Below are records to be reproduced exactly and in full.

------ DATA TO PROCESS ------

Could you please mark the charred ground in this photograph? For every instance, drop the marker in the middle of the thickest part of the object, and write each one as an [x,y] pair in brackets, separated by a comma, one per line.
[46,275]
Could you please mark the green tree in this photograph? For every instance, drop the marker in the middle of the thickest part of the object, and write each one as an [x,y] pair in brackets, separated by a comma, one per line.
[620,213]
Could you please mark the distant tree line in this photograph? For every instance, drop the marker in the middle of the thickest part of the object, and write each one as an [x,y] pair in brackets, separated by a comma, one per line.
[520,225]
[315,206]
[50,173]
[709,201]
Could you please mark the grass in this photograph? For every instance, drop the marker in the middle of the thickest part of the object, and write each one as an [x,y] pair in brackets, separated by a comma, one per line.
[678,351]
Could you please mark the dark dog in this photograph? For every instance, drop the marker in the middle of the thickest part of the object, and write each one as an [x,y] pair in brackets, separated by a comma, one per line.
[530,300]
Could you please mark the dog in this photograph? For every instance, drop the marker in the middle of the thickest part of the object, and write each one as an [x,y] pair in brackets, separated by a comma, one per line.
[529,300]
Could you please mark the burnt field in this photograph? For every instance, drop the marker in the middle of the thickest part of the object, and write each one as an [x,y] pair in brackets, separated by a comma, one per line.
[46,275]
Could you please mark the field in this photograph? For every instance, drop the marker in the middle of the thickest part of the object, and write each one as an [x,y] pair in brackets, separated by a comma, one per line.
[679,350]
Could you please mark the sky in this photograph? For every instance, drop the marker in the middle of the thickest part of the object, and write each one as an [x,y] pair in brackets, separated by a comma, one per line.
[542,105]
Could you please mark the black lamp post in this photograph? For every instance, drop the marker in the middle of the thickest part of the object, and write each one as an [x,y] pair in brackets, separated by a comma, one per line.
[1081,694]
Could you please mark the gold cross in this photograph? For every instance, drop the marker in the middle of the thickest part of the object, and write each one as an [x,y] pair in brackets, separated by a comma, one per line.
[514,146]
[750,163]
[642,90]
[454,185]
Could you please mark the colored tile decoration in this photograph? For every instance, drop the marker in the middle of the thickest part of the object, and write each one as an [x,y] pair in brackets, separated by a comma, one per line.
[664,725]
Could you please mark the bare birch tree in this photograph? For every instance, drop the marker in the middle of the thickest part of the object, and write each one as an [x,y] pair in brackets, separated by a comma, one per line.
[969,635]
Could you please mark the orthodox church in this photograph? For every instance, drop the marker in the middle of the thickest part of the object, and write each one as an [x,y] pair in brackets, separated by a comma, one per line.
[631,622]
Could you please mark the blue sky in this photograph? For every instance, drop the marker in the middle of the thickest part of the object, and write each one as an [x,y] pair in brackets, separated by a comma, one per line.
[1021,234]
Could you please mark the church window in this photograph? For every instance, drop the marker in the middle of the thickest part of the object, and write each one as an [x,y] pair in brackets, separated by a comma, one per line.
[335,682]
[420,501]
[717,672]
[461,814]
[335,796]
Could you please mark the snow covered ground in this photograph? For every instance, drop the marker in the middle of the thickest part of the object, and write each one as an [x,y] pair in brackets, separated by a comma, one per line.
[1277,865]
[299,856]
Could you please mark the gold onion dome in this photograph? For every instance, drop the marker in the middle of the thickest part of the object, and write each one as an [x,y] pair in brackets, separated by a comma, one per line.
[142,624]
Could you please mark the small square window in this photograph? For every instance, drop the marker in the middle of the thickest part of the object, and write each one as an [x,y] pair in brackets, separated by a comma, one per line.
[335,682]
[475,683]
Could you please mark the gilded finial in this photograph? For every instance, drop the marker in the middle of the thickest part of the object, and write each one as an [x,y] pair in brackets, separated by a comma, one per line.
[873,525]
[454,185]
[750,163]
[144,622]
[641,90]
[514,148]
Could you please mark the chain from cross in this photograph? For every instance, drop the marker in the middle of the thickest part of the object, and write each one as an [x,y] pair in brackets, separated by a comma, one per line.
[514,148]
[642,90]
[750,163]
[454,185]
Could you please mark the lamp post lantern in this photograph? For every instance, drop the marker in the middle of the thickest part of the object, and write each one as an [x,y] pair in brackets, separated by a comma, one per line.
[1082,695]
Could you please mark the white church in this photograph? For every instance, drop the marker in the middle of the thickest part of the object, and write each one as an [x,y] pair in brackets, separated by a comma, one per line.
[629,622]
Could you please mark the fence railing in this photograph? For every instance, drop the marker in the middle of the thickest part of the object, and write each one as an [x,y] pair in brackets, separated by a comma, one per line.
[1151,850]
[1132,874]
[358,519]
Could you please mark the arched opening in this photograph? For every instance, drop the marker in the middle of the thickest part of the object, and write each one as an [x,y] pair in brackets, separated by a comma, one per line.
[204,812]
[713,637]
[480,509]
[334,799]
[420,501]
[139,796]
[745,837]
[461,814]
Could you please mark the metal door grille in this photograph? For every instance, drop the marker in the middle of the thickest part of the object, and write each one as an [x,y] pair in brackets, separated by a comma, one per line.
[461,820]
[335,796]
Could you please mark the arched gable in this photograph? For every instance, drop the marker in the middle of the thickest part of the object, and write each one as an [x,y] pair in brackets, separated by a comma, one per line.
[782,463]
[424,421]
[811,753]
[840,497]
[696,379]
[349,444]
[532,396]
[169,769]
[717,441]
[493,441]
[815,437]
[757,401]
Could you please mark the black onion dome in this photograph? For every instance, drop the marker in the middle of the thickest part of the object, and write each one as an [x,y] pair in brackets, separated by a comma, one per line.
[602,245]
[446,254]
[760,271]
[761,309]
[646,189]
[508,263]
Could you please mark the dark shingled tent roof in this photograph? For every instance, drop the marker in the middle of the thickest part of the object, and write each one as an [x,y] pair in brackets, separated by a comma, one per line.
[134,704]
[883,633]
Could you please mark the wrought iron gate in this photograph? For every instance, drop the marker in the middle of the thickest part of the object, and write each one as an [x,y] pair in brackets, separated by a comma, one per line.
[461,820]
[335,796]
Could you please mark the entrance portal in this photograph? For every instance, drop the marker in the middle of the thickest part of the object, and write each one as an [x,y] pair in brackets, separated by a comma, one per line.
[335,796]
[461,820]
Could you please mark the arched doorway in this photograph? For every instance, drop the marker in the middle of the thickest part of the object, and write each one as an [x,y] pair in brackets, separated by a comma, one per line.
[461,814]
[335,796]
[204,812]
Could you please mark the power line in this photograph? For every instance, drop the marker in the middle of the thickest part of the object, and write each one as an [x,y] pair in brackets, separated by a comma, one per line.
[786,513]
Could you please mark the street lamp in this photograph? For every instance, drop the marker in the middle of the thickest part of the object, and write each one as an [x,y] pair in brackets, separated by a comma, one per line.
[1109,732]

------

EXERCISE ANSWER:
Could you please mark the charred ground in this photograph? For every instance, drop the marker in the middle of the thickest part of the object, and write each one as an [x,y] pair in brackets, separated by a comma, one per line.
[46,275]
Could you please mark the green tree in this photograph? For every instance, drop the marker in the middle of the thickest part of the object, and write each one as an [x,y] pair in brackets, separated by a comma, one per line.
[620,213]
Could you please mark the distant tree line in this photograph? For every instance, drop the marker in the middle of the thickest part of the object, and write each one as an [x,y] pair in brackets, separated by a comma, one per line.
[520,225]
[315,206]
[50,173]
[709,201]
Could you please mark the grass in this photograph? For every instance, drop the marker in the middle of the thickest part of the object, and write each one as an [x,y] pair in brackets, separated by a comma, one per line.
[678,351]
Could you please mark the dark dog in this photograph? For every instance, drop the marker in the middle of the thickest part of the object, and write each one as an [x,y] pair in brackets, separated by a comma, one per line.
[530,300]
Could you please mark the dog in this photograph? For every instance, drop the marker in the middle of the thickest part of the object, and write each one as an [x,y] pair in brackets, separated by a comma, one per line.
[529,300]
Could you please mark the burnt field in this photograph? For every instance, drop the marker in the middle of the thickest part of the object, and write each one as an [x,y] pair in brackets, separated by a comma, one per line.
[46,275]
Could you please mark the field in this photograph? For every instance, drop the marker in the middle of the thickest part of the object, and write each one as an [x,y] pair in brackets, separated by a comma, one per line.
[679,350]
Could you please mark the sky in this photograph? For every instance, drop the marker in the middle of the thickest part of the object, and write each one as an [x,y] pair in brackets, separated by a comma, one per line.
[542,105]
Could you please mark the black lamp post in this photograph? For every instance, drop the marker in the middle of the thickest part of the object, and write each one as an [x,y] pair in brackets, separated by a comma, one per line.
[1081,694]
Could you please mark the gold cross in this photograph? For every instance, drop the marker in the middle of the thickest part of the object, and write each one as an [x,y] pair in brackets, separated by a comma, one per line.
[514,146]
[750,163]
[642,90]
[454,185]
Could you please mark the colored tile decoration in this photograph? For every instance, drop the marker in the middle of the thickest part of the object, and write each one as an [x,y] pair in brackets, separated by a comma, one per line.
[664,725]
Could you please mark the bare birch tree in this photograph? For every instance, drop the marker in the middle of the thickest part of the object, and write each one as an [x,y] pair in brackets, separated by a comma, one per line.
[969,635]
Could you please mark the orthodox church in this photograph? For every instance, drop the marker in the middle of the thickest part of the object, and write each one as an [x,y] pair in brackets, separated by a comma, one per line.
[631,622]
Could you please mark the blue sky in this photograph? For every instance, drop the marker in the middle of the thickest part of the object, and write each one as an [x,y] pair in brackets, separated by a comma, one per line.
[1021,234]
Could you please mark the church window in this photograph? For every instance, drop the marker in the middle of the thickest part of the object, and write each one as an [x,y] pair in brackets, separated by a comma, one per line.
[335,682]
[420,501]
[717,672]
[461,814]
[335,796]
Could you please mark the snow covered ground in this photograph? For every instance, drop the marker in the middle of the thickest part of the object, and write each one as an [x,y] pair in brackets, separated by a comma, one per line.
[1277,865]
[299,856]
Could you please mark the gold onion dome in this photograph? For every instance, drop the marker in the middle of the thickest part of the object, and write each one as an [x,y] pair in brackets, separated by a comma, one per line.
[142,624]
Could you please mark the small square window in this photograph? For every instance, drop the marker in the middle of the thickest part of the object, and write each one as an [x,y] pair in brackets, separated by a comma, one per line.
[335,682]
[475,683]
Could you please mark the gilded finial in this photograph? For every instance, drop the marker in the middle of the thickest part of the object, and write each one as an [x,y] pair in brackets, separated by a comma, one per line.
[873,525]
[454,185]
[750,163]
[144,622]
[641,90]
[514,148]
Could you please mark the chain from cross in this photograph? For every instance, drop the marker in the middle of the thickest part of the object, and write each one as an [x,y] pair in brackets, separated by a comma, one per line.
[514,148]
[642,90]
[750,163]
[454,185]
Could you please mark the lamp post lantern in this photograph? For every instance, drop the marker in the middle of the thickest part of the object, and write each one as an [x,y] pair in brackets, separated by a comma, one per line.
[1082,695]
Could you please mark the white church in this photograph? For every instance, drop the marker in the middle of the thickest part of the object, and write each one as an [x,y] pair in brackets, separated by a comma, one per line.
[629,622]
Could you please mark the fence railing in this photograph? For every instance, drop the marker in the middle of the thickest part of the object, and write each one as an [x,y] pair in brackets, separated by a comma, one per line.
[1151,850]
[1132,874]
[358,519]
Could you please mark the arched opening in this photograph? For every instance, drop the marker in the middle of the thickest part of the object, and write each one as an [x,y] pair in brackets, separated by a comma, one per line.
[204,812]
[713,637]
[480,509]
[334,799]
[420,501]
[139,796]
[745,837]
[461,814]
Could you please mark the metal door grille in this photograph? For every instance, drop the marker in the middle of the thickest part of the object, and write each one as an [x,y] pair in brackets, separated by a comma, one per line.
[461,820]
[335,796]
Could you please mark the arched gable in this photograph? For every instance, drop the marker in the middle of the thickest part of the object, and write each one as an [x,y] pair in brackets, separated by a comma, one per line.
[782,463]
[424,421]
[811,753]
[840,497]
[696,379]
[349,444]
[532,396]
[169,769]
[717,441]
[493,441]
[815,437]
[757,401]
Could you please mark the black onion dome in this photograph? For every instance, drop the marker in the middle of the thickest part of the object, and write each one as an [x,y] pair in brackets, separated by a comma, one per line.
[602,245]
[446,254]
[760,271]
[761,309]
[646,189]
[508,263]
Could you please mark the dark shingled tent roof in this photograph? For every instance, drop the marker in the middle of the thickest part of the object, and write each one as an [x,y] pair in brackets, separated by a comma, one per line.
[134,704]
[883,633]
Could you please mark the wrought iron gate in this photograph? For every instance, drop the marker in the middle of the thickest part of the object, and write each one as an [x,y] pair in brackets, separated by a comma, one per line.
[461,820]
[335,796]
Could you please mark the entrance portal in this photograph? For every instance, drop the marker in the middle of the thickest part of the object, and write each one as an [x,y] pair in brackets, separated by a comma, one per line.
[335,796]
[461,820]
Could you please mark the arched doorway in this photograph? For every instance, drop the marker in the middle of the thickest part of the object, and write each one as an [x,y] pair in brackets, separated by a comma, one per line.
[461,814]
[335,796]
[204,812]
Could you please mark the power line in this photograph? For every instance, drop the marker in the middle of the thickest part of the object, and write each one as an [x,y] pair in brackets, separated by a comma, one per line.
[786,513]
Could you please mark the street lamp in this photograph? For every instance, drop the marker in the middle of the thickest part of the object, and write each one as an [x,y] pair in brackets, separated by a comma, one per line.
[1109,732]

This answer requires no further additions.